Pointing and labeling lines
________________________

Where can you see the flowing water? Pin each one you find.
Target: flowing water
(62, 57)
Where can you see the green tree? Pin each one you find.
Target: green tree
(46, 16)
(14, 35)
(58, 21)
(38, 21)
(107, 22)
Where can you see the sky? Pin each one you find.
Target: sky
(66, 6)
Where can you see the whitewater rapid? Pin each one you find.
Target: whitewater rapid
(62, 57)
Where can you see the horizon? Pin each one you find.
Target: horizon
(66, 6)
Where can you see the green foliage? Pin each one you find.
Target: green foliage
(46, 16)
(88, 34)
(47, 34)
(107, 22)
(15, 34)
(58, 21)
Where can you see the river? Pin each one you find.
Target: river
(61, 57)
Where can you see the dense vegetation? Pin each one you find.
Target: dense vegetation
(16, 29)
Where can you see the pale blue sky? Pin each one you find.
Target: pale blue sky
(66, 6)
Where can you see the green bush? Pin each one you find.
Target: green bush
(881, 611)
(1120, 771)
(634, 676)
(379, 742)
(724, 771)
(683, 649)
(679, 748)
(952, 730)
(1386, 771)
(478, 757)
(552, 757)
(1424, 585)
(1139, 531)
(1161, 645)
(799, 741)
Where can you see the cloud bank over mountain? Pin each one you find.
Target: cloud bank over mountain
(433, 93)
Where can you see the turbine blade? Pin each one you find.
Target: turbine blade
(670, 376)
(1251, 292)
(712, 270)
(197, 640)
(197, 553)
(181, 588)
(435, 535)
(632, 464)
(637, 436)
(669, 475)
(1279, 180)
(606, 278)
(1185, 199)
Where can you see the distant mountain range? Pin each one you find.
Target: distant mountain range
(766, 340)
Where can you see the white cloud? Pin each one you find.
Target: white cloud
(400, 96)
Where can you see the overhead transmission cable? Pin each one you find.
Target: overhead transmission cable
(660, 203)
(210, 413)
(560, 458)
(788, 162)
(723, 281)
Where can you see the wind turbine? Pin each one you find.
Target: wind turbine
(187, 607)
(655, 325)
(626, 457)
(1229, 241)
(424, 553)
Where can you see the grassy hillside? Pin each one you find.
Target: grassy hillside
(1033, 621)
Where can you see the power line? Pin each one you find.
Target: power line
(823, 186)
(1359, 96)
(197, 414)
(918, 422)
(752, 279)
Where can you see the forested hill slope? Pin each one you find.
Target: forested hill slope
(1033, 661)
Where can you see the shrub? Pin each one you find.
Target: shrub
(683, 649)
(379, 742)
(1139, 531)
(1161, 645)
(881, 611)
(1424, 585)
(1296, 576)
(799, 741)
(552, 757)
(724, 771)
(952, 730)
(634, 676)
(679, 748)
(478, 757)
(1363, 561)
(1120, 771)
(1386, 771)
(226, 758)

________________________

JOB
Repeat every one of the lines above word for word.

ANSWER FOR THE TASK
Where can you see the flowing water? Pin each one you find.
Target: flowing water
(62, 57)
Where can you see the green tree? Pin each one you find.
Target: green tree
(46, 16)
(14, 35)
(58, 21)
(38, 21)
(107, 22)
Where can you see the sky? Pin each one you find.
Target: sky
(66, 6)
Where can you see the whitewater rapid? Pin each one you find.
Target: whitewater rapid
(62, 57)
Where can you see the horizon? Pin each one you find.
Target: horizon
(66, 6)
Where can you see the green foliage? Pin each one you find.
Target: green foliage
(46, 16)
(88, 34)
(47, 34)
(107, 22)
(15, 34)
(58, 21)
Where can you see the river? Pin each one you find.
Target: river
(61, 57)
Where can you see the dense vegetation? Pin each one you find.
Target: dense vegetation
(16, 29)
Where can you see the pale blue sky? Pin each one you find.
Target: pale blue sky
(66, 6)
Where can you see the green bush? Pin each one you find.
Target: green bush
(881, 611)
(1120, 771)
(634, 676)
(379, 742)
(724, 771)
(683, 649)
(679, 748)
(952, 730)
(1386, 771)
(478, 757)
(552, 757)
(1424, 585)
(1139, 531)
(1161, 645)
(799, 741)
Where can you see the cloud bank over mountain? Pin each one you find.
Target: cloud bank over mountain
(433, 93)
Where can you see the turbine blade? Pin each one you find.
Target: turbine blade
(670, 376)
(1251, 292)
(712, 270)
(197, 640)
(197, 553)
(181, 588)
(435, 535)
(632, 464)
(637, 436)
(669, 475)
(1279, 180)
(606, 278)
(1185, 199)
Where can you see the distant mountain range? Pin each one you find.
Target: distant mountain range
(766, 340)
Where can you see the white cloud? Pin each one you find.
Target: white cloud
(400, 96)
Where can you see the overhead transmission cable? Pin each one you find.
Target: overhead transmission cable
(660, 203)
(210, 413)
(560, 458)
(788, 162)
(723, 281)
Where can you see the wind turbine? Pin each one you find.
Target: wind turbine
(187, 607)
(655, 325)
(626, 457)
(1229, 241)
(424, 553)
Where can you see the grassy hillside? Pin each one you find.
Target: grassy hillside
(1033, 621)
Where can you see the power line? Pin each one you find.
Target: power line
(823, 186)
(1359, 96)
(197, 414)
(918, 422)
(752, 279)
Where can you see the forested hill slope? Pin each one you find.
Target: forested hill slope
(1033, 661)
Where can you see the shrub? Pin each one you find.
Target: shrub
(683, 649)
(379, 742)
(1139, 531)
(1161, 645)
(881, 611)
(1424, 585)
(1296, 576)
(799, 741)
(552, 757)
(724, 771)
(952, 730)
(634, 676)
(679, 748)
(478, 757)
(1363, 561)
(1120, 771)
(1386, 771)
(226, 758)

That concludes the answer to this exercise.